◆ Objective
Output the material exactly, but drop every image it holds.

____

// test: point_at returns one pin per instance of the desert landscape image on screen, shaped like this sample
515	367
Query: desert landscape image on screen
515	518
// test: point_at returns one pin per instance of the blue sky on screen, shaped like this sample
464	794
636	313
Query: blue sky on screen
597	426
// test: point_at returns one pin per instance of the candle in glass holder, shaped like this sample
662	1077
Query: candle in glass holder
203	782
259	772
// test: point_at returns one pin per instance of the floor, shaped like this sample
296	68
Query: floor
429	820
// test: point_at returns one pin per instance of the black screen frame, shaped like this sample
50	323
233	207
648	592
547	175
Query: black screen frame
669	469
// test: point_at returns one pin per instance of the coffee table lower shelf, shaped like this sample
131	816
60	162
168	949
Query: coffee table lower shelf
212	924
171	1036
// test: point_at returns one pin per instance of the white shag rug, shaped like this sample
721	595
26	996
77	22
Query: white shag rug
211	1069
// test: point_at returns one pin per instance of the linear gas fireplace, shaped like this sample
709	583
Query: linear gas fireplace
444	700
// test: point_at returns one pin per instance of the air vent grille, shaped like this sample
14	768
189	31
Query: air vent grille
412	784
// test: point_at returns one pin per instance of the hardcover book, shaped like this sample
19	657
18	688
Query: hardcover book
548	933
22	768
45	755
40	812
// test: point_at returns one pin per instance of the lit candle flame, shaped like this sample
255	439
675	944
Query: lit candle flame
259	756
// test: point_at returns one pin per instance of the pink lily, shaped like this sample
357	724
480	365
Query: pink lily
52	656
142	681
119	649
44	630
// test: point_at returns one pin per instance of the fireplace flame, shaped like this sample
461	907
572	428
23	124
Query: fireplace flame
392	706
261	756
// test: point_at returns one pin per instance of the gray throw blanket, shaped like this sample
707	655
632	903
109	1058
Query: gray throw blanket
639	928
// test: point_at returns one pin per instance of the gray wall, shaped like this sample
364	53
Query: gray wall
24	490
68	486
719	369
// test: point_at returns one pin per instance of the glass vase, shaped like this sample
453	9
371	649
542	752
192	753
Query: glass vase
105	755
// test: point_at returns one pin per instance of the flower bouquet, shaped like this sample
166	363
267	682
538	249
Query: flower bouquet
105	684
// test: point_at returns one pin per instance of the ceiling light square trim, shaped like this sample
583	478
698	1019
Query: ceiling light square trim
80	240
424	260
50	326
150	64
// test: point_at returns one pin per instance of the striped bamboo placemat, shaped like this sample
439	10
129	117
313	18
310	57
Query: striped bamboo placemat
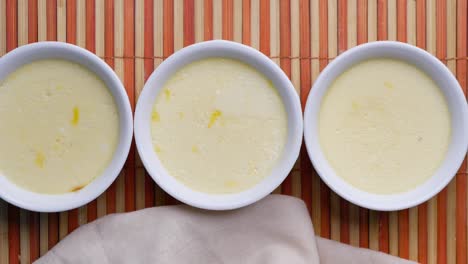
302	36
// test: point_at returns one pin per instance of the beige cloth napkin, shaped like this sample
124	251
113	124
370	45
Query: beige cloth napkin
275	230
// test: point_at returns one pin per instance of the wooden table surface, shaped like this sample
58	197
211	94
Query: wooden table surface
302	36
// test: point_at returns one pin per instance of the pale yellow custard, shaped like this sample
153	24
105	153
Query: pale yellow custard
59	126
384	126
218	126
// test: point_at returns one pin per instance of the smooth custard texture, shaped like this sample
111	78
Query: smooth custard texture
59	126
218	126
384	126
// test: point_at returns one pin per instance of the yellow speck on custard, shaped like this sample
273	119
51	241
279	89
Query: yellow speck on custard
40	159
214	117
388	85
195	149
181	115
155	116
76	116
157	149
167	94
231	183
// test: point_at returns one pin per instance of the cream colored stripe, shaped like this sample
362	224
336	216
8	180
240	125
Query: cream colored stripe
81	41
24	236
295	79
393	216
413	212
351	42
119	69
275	42
158	52
43	233
274	31
238	21
373	230
255	24
139	81
178	24
372	20
372	36
22	23
3	204
393	232
199	22
62	36
451	192
217	19
392	19
41	20
333	52
314	40
62	20
432	205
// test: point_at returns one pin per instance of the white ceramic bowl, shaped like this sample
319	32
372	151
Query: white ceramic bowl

____

◆ Reply to the task
// test: point_at returns one pin per instance of the desert landscape image on screen, shaped like this sample
515	367
Query: desert landscape image on screen
515	518
// test: point_at returns one pin per instance of the blue sky on screen, shaped like this sample
464	794
636	313
Query: blue sky on screen
597	426
// test: point_at returns one pin per instance of the candle in glass holder, shaped like this sample
662	1077
Query: candle in glass holder
203	782
259	772
// test: point_at returns one pin per instance of the floor, shaped like this sample
296	68
Query: floor
429	820
// test: point_at returns one pin per instance of the black screen frame, shaped like this sample
50	323
233	207
648	592
547	175
Query: black screen frame
669	469
// test: point_at returns one pin per instance of the coffee table lower shelf, shaped like this sample
131	816
60	162
168	949
Query: coffee table lower shelf
212	924
171	1036
// test: point_at returns one pin per instance of the white shag rug, shaped like this sample
721	595
26	996
77	22
Query: white shag rug
211	1069
// test: point_at returns one pin per instance of the linear gas fireplace, shaped like this sample
709	583
Query: linear gas fireplace
444	700
// test: point_at returns one pin per instance of the air vent grille, shaped like this sample
14	768
189	31
Query: air vent grille
412	784
// test: point_at returns one pin per instance of the hardcover book, shaped like this sample
19	657
18	688
Query: hardcover book
548	933
22	768
45	755
40	812
// test: point_at returns one pin per instance of the lit candle flame, shaped like this sample
255	439
675	944
Query: lit candle flame
259	756
// test: point_at returns one pin per instance of the pink lily, shaped like this sample
357	724
480	365
Query: pink lily
52	656
142	681
119	649
44	630
// test: point_at returns one pin per instance of the fireplace flame, shaped like this sample
461	907
572	428
23	124
Query: fireplace flame
392	706
261	756
// test: point_at returns one pin per instance of the gray throw blanket, shaped like this sample
707	655
632	903
109	1058
Query: gray throw blanket
639	928
// test: point_at returns one pin per instance of the gray wall, shaped like this sample
364	53
Query: gray wall
24	490
68	486
719	369
// test: point_at returns one pin per instance of the glass vase, shaped like this sample
453	9
371	649
542	752
192	753
Query: glass vase
105	755
// test: point_at returns one pin per instance of the flower bouquet, shaped like this sample
166	363
267	682
538	249
Query: flower bouquet
105	684
// test: point_at returns one pin per instance of the ceiling light square trim, shaped like this sample
583	478
698	1019
Query: ceiling light square trim
80	240
424	260
50	326
150	64
// test: point_at returns one pin per instance of the striped bamboo placemat, shaped like this sample
439	10
129	117
313	18
310	57
Query: striped bamboo placemat
302	36
// test: point_at returns one pin per instance of the beige cloth napkin, shaped like this sample
124	251
113	124
370	45
Query: beige cloth napkin
275	230
// test: point_at returns one pin per instance of the wooden table surface, shaped like this sample
58	197
211	94
Query: wooden table surface
302	36
// test: point_at returns one pin per instance of the pale yellow custard, shaped like this sample
153	24
105	153
Query: pale yellow custard
59	126
384	126
218	126
// test: point_at returns one pin per instance of the smooth custard texture, shaped like this sample
111	78
Query: smooth custard texture
59	126
218	126
384	126
// test: point_at returns one pin per instance of the yellow speck on custard, shaped like this sample
273	119
51	241
279	89
Query: yellow speck on custard
40	159
214	117
388	85
195	149
181	115
155	116
76	116
157	149
167	94
231	183
// test: point_at returns one pin per instance of the cream colored stripe, shaped like this sample
362	224
336	216
8	180
240	125
Query: cream colored stripe
81	41
24	236
295	79
393	216
413	212
351	42
119	69
275	42
158	52
43	233
274	31
238	21
373	230
255	24
139	81
178	24
372	20
372	36
22	23
3	204
393	232
199	22
62	36
451	192
217	19
392	19
41	20
333	52
314	40
62	20
432	205
// test: point_at returns one pin per instance of the white ceramic bowl, shaped like this sample
319	32
372	151
Query: white ceramic bowl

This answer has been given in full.